RECORD LIST –
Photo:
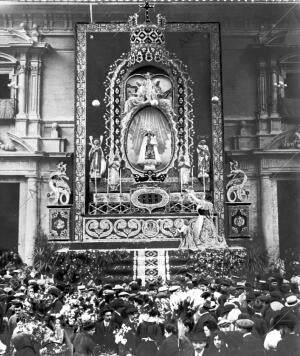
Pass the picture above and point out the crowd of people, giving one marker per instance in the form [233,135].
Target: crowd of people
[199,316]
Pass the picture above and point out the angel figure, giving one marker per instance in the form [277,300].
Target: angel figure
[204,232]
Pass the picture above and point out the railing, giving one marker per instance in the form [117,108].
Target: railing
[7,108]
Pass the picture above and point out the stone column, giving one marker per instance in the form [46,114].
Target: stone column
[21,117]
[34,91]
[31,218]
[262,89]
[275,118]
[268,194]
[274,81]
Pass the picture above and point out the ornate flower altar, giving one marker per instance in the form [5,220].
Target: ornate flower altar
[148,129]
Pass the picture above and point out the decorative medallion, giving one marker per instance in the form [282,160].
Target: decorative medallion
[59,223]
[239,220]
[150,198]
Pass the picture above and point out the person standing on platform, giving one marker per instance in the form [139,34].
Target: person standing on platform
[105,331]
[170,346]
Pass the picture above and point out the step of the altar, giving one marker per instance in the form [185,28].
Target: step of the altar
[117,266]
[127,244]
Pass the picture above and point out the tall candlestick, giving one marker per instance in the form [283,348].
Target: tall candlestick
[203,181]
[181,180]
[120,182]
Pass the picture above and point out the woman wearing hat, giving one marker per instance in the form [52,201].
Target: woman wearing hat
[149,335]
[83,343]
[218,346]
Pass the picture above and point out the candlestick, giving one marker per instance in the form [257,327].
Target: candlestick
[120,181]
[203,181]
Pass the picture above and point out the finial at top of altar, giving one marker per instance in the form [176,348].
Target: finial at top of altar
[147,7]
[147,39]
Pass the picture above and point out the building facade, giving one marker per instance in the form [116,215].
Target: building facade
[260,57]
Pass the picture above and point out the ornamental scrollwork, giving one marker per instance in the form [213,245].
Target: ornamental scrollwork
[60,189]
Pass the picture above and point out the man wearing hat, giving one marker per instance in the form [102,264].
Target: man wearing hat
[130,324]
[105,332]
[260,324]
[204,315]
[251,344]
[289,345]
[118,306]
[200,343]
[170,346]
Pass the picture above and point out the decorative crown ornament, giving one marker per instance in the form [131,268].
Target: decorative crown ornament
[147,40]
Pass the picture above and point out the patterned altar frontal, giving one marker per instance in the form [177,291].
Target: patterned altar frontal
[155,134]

--

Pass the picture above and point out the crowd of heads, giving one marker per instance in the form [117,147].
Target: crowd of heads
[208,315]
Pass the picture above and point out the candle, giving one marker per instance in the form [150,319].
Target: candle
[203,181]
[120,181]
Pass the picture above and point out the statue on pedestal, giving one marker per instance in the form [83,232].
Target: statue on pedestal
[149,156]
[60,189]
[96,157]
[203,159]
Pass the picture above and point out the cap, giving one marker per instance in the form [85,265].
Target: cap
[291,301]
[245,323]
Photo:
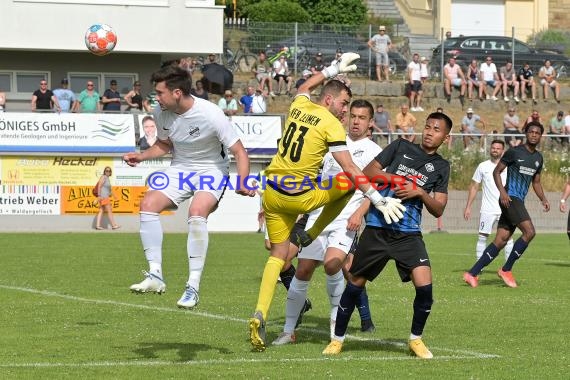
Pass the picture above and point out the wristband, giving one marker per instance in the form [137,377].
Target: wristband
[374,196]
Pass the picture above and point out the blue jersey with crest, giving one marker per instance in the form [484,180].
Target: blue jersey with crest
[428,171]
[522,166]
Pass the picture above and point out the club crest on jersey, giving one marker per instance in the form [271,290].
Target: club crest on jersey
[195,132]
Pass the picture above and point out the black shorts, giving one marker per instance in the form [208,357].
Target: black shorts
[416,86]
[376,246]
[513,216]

WORK INSTRUCTIONS – Copy out every line of the records above that contains the string "person".

FINAL ANSWER –
Pass the picture above and point out the person standing on platform, giving one marker per instance in the form [139,34].
Target: person standing on platform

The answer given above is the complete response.